:: Exercise data ::
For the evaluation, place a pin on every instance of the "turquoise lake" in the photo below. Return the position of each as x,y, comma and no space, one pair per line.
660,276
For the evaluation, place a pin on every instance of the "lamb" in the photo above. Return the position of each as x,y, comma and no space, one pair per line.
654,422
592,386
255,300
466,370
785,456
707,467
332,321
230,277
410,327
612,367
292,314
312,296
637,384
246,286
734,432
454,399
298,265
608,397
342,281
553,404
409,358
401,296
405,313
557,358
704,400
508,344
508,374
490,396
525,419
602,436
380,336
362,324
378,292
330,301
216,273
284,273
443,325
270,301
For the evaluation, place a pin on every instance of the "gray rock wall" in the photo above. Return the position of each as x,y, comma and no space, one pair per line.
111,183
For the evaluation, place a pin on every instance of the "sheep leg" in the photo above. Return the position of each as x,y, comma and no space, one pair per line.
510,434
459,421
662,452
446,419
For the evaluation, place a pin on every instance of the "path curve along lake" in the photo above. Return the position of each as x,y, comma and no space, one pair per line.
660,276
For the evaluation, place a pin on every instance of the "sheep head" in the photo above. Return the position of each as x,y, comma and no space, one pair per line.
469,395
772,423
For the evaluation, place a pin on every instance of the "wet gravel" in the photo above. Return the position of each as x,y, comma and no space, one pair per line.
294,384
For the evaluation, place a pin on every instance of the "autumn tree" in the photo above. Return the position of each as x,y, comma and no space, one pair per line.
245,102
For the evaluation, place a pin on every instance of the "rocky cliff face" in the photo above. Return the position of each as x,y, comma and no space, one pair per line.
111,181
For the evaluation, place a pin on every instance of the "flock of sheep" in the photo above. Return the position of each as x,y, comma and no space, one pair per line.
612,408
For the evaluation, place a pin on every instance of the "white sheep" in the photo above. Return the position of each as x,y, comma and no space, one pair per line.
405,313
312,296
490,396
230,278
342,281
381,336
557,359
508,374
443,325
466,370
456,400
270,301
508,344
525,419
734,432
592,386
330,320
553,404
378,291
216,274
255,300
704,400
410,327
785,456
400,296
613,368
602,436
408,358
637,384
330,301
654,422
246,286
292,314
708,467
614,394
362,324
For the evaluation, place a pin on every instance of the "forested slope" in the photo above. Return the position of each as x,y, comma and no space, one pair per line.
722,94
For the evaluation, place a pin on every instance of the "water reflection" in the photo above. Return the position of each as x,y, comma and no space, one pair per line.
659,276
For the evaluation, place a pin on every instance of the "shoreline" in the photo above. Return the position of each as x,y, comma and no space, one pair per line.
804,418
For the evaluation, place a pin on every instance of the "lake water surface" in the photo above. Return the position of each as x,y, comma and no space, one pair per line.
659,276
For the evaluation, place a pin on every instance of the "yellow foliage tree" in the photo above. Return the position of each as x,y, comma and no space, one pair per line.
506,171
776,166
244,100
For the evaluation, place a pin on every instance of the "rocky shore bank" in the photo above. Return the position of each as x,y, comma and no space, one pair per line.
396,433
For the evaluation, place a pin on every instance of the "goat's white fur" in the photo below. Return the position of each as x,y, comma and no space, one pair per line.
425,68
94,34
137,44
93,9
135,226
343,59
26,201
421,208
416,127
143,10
--
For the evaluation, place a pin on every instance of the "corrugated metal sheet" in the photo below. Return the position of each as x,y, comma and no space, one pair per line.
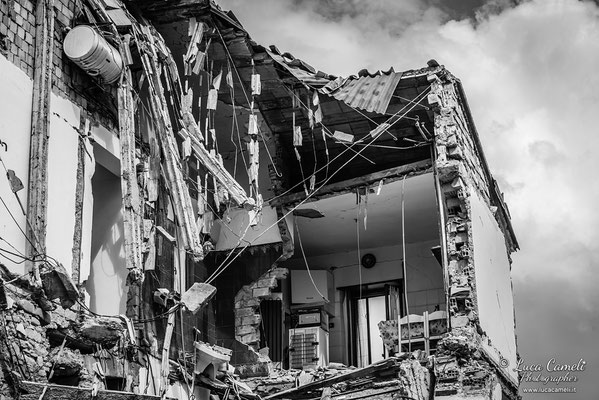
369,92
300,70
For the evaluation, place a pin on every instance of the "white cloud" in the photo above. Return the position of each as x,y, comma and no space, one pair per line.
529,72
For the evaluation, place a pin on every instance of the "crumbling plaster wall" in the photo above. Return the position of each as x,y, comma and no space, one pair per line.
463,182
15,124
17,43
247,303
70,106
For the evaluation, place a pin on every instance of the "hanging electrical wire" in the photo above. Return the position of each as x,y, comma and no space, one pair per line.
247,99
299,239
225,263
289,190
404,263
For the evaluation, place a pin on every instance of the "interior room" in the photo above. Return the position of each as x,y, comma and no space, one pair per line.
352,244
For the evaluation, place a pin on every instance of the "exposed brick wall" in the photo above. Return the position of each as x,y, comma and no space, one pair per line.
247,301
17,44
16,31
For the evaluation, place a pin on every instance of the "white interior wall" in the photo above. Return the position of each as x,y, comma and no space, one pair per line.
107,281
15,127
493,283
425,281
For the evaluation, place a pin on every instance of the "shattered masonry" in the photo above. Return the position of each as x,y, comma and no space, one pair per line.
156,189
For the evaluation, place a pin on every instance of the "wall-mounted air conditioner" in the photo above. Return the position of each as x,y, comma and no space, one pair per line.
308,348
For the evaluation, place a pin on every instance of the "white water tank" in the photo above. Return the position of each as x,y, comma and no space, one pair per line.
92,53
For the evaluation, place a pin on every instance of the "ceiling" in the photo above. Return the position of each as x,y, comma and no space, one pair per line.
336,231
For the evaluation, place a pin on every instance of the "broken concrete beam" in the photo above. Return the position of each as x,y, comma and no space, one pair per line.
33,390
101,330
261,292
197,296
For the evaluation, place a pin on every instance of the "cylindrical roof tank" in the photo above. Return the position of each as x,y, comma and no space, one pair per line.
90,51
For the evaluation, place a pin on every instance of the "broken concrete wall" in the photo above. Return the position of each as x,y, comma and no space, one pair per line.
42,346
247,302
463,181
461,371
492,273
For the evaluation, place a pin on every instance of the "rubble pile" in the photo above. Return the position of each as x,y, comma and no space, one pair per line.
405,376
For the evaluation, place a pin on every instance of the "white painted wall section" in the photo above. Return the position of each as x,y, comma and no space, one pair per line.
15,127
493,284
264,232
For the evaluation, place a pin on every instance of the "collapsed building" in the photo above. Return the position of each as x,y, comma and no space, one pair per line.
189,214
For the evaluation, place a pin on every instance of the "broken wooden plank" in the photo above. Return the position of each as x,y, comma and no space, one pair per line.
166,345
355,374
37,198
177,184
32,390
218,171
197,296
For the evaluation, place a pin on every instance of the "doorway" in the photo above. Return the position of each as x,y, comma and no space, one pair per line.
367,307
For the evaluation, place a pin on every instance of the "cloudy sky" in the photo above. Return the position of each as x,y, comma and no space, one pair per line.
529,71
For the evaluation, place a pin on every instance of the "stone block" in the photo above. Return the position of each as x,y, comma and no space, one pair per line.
* * *
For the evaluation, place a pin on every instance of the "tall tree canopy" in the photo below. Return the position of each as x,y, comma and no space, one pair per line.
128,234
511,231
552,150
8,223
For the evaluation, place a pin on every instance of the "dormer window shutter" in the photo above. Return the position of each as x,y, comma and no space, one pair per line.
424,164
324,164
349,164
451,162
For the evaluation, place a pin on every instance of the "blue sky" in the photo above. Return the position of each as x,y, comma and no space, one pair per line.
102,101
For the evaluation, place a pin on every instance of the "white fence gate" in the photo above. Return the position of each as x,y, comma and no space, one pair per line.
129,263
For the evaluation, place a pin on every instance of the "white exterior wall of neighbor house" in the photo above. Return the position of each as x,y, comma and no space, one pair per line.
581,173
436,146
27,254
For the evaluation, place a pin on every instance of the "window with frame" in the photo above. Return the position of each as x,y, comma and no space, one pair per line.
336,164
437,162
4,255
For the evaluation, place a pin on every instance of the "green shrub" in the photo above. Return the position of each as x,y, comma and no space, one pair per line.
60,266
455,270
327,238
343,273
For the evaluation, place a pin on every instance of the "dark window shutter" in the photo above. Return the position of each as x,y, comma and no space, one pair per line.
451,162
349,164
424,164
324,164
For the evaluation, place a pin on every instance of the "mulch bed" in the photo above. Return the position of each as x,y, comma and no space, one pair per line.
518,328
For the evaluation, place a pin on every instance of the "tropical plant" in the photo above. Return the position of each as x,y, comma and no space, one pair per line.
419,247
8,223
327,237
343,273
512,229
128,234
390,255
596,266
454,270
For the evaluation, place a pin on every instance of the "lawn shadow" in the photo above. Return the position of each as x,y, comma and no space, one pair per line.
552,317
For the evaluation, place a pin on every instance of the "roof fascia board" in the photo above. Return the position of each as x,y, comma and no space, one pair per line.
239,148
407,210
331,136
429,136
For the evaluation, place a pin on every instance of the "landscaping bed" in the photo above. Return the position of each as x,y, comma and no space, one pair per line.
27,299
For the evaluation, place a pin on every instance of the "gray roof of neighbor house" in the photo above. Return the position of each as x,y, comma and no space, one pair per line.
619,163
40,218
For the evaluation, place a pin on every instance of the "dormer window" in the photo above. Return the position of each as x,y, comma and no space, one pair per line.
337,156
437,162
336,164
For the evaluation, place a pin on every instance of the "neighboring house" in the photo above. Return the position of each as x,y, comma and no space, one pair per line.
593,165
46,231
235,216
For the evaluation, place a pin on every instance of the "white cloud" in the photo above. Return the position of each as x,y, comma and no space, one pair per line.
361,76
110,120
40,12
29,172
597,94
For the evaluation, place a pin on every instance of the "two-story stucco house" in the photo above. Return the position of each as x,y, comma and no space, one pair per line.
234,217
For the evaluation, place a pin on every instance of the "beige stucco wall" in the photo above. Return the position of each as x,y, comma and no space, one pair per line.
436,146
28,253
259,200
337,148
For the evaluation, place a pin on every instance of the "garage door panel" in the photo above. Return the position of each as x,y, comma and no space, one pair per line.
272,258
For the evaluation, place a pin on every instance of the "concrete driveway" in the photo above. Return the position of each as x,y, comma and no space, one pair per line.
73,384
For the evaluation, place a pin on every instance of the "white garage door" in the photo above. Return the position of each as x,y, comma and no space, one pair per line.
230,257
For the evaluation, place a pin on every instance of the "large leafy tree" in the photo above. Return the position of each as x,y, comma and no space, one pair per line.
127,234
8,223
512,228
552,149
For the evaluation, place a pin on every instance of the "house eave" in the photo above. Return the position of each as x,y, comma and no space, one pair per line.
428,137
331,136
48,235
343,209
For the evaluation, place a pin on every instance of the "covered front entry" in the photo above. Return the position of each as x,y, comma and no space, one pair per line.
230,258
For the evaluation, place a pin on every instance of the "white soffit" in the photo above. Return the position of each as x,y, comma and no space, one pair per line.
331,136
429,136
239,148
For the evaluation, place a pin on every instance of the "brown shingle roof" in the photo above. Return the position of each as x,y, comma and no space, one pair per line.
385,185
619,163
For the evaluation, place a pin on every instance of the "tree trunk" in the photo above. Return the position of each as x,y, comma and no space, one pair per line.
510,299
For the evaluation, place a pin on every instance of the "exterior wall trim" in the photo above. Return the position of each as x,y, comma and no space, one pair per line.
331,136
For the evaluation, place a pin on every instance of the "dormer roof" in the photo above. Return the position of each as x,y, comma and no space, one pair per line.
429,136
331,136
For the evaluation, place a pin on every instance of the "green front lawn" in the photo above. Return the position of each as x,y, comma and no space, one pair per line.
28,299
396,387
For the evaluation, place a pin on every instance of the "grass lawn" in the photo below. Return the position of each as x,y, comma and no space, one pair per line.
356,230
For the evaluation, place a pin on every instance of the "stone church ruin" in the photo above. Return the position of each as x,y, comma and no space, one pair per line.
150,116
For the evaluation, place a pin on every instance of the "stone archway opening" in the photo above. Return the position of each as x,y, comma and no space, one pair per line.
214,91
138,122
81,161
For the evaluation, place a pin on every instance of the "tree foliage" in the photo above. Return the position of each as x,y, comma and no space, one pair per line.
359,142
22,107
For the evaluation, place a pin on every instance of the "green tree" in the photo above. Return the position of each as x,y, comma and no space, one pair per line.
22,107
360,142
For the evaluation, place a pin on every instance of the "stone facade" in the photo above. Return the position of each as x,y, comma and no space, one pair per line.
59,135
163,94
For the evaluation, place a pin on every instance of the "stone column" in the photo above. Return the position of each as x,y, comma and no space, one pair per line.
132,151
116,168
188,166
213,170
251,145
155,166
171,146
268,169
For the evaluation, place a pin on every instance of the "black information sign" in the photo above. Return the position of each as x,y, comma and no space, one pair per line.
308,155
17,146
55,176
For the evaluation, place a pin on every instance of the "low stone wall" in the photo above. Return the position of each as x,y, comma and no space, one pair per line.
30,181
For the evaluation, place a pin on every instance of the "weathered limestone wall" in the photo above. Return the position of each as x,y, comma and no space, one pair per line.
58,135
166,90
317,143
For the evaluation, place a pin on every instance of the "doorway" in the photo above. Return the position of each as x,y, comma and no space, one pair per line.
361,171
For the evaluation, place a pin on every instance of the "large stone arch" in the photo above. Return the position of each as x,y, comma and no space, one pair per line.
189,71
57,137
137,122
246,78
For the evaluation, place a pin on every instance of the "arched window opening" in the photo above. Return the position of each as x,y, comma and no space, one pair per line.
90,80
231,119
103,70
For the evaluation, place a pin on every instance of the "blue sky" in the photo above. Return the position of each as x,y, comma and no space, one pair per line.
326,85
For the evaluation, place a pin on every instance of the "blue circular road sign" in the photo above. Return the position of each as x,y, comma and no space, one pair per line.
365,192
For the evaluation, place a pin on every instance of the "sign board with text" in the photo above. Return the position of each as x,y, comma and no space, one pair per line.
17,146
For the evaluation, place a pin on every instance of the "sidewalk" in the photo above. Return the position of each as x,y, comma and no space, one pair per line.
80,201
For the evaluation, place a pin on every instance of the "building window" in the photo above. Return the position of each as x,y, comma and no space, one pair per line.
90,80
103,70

:: Exercise goal ::
How many rows above contain the word "interior"? Give only the number.

:: Worked solution ::
2